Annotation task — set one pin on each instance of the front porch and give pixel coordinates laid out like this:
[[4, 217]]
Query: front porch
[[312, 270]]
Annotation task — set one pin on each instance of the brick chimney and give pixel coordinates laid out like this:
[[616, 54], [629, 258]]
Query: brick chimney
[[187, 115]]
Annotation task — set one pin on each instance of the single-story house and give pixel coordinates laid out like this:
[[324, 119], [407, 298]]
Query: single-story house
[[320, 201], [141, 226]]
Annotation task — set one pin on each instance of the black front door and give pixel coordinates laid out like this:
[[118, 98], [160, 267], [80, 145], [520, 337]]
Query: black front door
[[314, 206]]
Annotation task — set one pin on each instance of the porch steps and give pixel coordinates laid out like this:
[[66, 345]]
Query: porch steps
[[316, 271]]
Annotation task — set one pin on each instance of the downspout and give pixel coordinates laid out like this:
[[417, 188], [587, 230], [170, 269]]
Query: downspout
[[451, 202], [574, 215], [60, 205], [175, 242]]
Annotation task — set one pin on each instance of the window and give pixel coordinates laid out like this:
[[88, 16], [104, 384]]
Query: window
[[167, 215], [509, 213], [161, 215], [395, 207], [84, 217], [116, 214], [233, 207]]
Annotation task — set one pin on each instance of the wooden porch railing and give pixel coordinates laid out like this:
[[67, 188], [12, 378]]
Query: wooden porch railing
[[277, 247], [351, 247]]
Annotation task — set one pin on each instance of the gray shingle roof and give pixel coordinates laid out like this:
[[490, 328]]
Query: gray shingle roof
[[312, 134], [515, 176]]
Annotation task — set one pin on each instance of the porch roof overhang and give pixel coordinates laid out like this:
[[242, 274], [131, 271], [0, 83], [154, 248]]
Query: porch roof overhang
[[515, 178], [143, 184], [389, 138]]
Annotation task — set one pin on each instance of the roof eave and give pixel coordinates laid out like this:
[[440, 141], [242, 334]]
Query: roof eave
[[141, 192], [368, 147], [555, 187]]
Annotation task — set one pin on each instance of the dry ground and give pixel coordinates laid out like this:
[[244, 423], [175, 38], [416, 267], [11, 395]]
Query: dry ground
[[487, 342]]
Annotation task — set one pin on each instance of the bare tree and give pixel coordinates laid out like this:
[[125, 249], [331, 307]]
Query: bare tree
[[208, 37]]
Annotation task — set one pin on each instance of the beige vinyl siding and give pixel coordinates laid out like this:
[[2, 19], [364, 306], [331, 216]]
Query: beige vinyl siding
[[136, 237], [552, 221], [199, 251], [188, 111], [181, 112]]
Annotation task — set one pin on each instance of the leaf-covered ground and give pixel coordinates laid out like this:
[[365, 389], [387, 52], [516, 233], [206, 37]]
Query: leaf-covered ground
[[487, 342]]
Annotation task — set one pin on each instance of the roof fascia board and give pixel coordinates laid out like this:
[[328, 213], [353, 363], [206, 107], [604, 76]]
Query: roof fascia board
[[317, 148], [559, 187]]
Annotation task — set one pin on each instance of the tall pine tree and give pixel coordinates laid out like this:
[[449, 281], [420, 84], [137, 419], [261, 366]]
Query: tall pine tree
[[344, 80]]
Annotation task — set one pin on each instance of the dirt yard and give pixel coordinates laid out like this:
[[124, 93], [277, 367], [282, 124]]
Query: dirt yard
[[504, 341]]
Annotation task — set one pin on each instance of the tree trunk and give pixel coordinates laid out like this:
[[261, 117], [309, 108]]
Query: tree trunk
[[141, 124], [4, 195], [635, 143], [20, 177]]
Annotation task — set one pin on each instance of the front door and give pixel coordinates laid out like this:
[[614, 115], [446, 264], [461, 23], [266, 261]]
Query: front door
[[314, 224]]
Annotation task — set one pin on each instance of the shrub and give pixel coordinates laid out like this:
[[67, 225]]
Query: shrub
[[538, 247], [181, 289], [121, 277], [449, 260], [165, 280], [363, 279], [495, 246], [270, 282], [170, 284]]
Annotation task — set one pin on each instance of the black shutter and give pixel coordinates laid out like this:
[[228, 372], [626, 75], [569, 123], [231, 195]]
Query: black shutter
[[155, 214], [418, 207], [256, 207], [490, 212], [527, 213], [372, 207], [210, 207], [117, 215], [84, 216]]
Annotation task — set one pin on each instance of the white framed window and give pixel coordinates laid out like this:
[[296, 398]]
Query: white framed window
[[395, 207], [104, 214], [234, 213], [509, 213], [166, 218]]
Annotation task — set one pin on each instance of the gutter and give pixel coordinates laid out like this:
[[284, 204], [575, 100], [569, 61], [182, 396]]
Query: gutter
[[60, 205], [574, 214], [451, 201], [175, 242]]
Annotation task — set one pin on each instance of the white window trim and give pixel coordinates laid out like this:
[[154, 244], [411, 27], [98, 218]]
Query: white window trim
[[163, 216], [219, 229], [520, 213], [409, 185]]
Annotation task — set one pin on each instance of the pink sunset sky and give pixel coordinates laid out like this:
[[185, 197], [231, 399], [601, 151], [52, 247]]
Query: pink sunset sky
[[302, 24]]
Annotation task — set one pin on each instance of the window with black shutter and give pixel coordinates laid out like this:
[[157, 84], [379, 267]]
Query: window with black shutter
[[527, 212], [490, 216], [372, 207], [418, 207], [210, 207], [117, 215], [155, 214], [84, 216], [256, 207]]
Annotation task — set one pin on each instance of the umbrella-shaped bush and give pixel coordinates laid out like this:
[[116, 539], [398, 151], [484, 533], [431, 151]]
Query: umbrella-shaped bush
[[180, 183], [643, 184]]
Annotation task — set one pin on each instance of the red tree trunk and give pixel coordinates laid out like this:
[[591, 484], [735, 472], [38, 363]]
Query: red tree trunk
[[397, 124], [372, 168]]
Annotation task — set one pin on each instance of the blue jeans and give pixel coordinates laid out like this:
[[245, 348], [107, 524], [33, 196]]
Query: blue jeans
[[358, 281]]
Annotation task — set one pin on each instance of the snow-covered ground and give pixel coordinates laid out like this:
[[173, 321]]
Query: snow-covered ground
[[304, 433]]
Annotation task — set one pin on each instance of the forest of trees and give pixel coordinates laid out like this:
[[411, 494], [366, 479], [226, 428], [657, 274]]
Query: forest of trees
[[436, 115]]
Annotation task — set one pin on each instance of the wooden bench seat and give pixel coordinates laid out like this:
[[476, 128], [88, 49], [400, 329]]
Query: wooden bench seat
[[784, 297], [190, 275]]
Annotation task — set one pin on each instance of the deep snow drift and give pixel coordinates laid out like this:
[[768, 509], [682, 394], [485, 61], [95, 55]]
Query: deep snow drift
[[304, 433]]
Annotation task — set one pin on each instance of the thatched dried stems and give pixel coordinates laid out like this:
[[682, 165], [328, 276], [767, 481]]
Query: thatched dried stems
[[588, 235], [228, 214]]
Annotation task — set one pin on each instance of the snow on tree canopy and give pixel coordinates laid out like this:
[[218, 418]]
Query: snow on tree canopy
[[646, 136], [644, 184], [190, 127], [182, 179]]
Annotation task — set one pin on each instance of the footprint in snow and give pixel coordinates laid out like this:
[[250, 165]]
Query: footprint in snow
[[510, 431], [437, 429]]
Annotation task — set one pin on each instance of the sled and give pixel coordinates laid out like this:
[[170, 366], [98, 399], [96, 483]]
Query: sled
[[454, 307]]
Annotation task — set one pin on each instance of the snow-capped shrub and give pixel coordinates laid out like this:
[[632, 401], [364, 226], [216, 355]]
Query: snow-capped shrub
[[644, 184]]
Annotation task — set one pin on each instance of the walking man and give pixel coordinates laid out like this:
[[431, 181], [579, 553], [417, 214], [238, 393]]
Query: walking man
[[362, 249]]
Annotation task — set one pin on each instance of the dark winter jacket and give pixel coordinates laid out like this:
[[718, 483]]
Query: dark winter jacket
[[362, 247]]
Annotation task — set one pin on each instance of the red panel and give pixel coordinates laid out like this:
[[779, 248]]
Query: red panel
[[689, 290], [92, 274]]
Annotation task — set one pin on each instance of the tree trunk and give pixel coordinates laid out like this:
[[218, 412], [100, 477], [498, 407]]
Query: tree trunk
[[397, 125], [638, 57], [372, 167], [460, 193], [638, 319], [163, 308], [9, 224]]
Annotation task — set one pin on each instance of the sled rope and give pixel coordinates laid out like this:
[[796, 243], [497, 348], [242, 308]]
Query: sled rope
══════════════════════════════
## THE TASK
Everything from the line with "[[218, 412], [100, 477], [498, 407]]" to the last line of the entries is to be written out exactly; omit all earlier lines.

## ANSWER AREA
[[218, 412], [100, 477], [498, 407]]
Query: tree trunk
[[397, 125], [638, 57], [372, 167], [460, 193], [638, 319], [163, 308], [9, 224]]
Annotation task — set one pin on each instance of the sled rope and give pixel coordinates laid out like this:
[[796, 243], [497, 348], [242, 308]]
Query: sled rope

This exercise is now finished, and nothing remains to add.